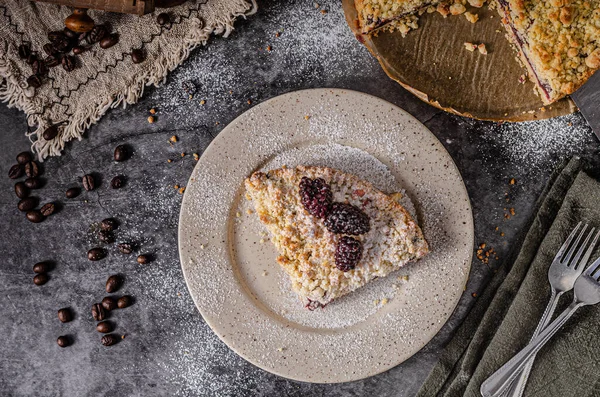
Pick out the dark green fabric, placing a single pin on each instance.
(506, 314)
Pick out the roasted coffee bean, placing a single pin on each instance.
(64, 315)
(16, 171)
(34, 81)
(24, 51)
(49, 49)
(50, 132)
(33, 183)
(48, 209)
(27, 204)
(109, 340)
(124, 301)
(70, 34)
(95, 254)
(72, 192)
(24, 157)
(109, 303)
(32, 169)
(106, 237)
(41, 267)
(21, 190)
(52, 61)
(104, 327)
(35, 216)
(121, 153)
(40, 279)
(68, 63)
(113, 283)
(96, 34)
(56, 35)
(125, 248)
(137, 56)
(88, 182)
(98, 312)
(108, 224)
(63, 341)
(109, 40)
(39, 67)
(117, 182)
(163, 18)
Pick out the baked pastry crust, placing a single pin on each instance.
(558, 42)
(307, 248)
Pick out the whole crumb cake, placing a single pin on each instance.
(334, 232)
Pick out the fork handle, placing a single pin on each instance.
(500, 380)
(517, 387)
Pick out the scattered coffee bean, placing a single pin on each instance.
(137, 56)
(108, 224)
(33, 183)
(32, 169)
(121, 153)
(117, 182)
(104, 327)
(125, 248)
(52, 61)
(64, 315)
(16, 171)
(41, 267)
(68, 63)
(109, 40)
(40, 279)
(163, 18)
(95, 254)
(48, 209)
(72, 192)
(49, 49)
(63, 341)
(21, 190)
(24, 51)
(109, 303)
(34, 81)
(35, 216)
(27, 204)
(88, 182)
(98, 312)
(113, 284)
(109, 340)
(24, 157)
(96, 34)
(106, 237)
(124, 301)
(50, 132)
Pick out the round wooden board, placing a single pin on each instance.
(433, 64)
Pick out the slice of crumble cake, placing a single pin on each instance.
(558, 42)
(334, 232)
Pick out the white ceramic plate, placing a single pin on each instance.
(229, 263)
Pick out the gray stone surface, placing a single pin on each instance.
(168, 349)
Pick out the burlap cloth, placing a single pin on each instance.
(103, 78)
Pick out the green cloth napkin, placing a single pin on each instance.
(506, 314)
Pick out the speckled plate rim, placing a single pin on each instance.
(235, 308)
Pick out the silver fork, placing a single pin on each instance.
(563, 272)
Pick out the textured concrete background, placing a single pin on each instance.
(168, 349)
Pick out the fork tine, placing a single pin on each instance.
(575, 262)
(567, 258)
(567, 242)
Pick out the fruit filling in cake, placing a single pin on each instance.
(334, 232)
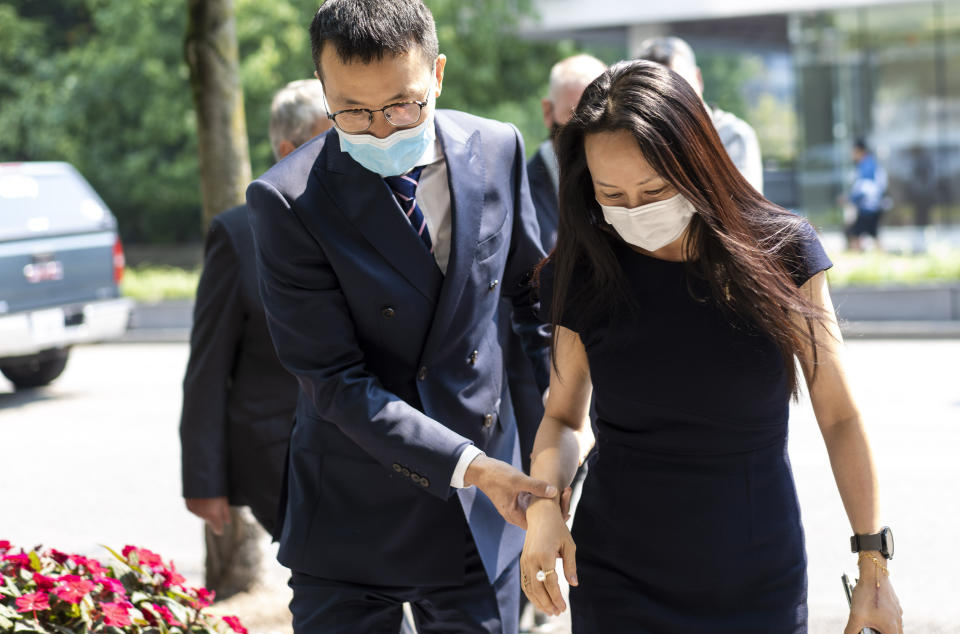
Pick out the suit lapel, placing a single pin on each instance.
(367, 202)
(465, 176)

**WRITTEN INSTRUCTION:**
Copy out all of the records above word for word, points included, but leave out the pictures.

**REPLY:**
Pick out the dark green fabric, placing a single pin on each instance.
(506, 314)
Pick out the roasted coffee bean, placing a single pin on each instance.
(64, 315)
(16, 171)
(34, 81)
(24, 51)
(49, 49)
(50, 132)
(33, 183)
(48, 209)
(27, 204)
(109, 340)
(124, 301)
(70, 34)
(95, 254)
(72, 192)
(24, 157)
(109, 303)
(32, 169)
(106, 237)
(41, 267)
(21, 190)
(52, 61)
(104, 327)
(35, 216)
(121, 153)
(40, 279)
(68, 63)
(113, 283)
(96, 34)
(56, 35)
(125, 248)
(137, 56)
(88, 182)
(98, 312)
(108, 224)
(63, 341)
(109, 40)
(39, 67)
(117, 182)
(163, 18)
Pick out the baked pastry crust, placing a single pin on each instance.
(558, 42)
(307, 248)
Pick out the whole crumb cake, placing a single pin on each instance.
(334, 232)
Pick out the fork handle, placing a single pin on each instance.
(500, 380)
(517, 387)
Pick out the scattered coffee bean, placing a single pin on each instance.
(137, 56)
(108, 224)
(33, 183)
(32, 169)
(121, 153)
(117, 182)
(104, 327)
(125, 248)
(52, 61)
(64, 315)
(16, 171)
(41, 267)
(68, 63)
(109, 40)
(40, 279)
(163, 18)
(95, 254)
(48, 209)
(72, 192)
(49, 49)
(63, 341)
(21, 190)
(24, 51)
(109, 303)
(34, 81)
(35, 216)
(27, 204)
(88, 182)
(98, 312)
(113, 284)
(109, 340)
(24, 157)
(96, 34)
(106, 237)
(124, 301)
(50, 132)
Pick out the round wooden board, placing a single pin on each instance.
(433, 64)
Pick out the slice of crumble cake, placing a single pin on each instance.
(558, 42)
(334, 232)
Pick out the white ceramic plate, placing a single pin on each instance.
(229, 263)
Pick out the gray stone surface, placing a single pin on each instance.
(168, 349)
Pick out the burlap cloth, placing a single pin on each instance.
(103, 78)
Pick out the green cloth napkin, placing a single pin on each instance.
(506, 314)
Pick out the speckled plate rim, placing a single pin on each instance.
(235, 308)
Pick out the silver fork, placing a single pin on each instance.
(563, 272)
Pick out the textured concrete background, placing a single pin on each instance.
(168, 349)
Pick out the fork tine, placing a single pin on each instance.
(575, 262)
(567, 258)
(567, 242)
Pick out the fruit filling in cake, placing a single pin on each instance.
(334, 232)
Pick out the suit lapel, placing a single pin on each instance.
(367, 202)
(465, 176)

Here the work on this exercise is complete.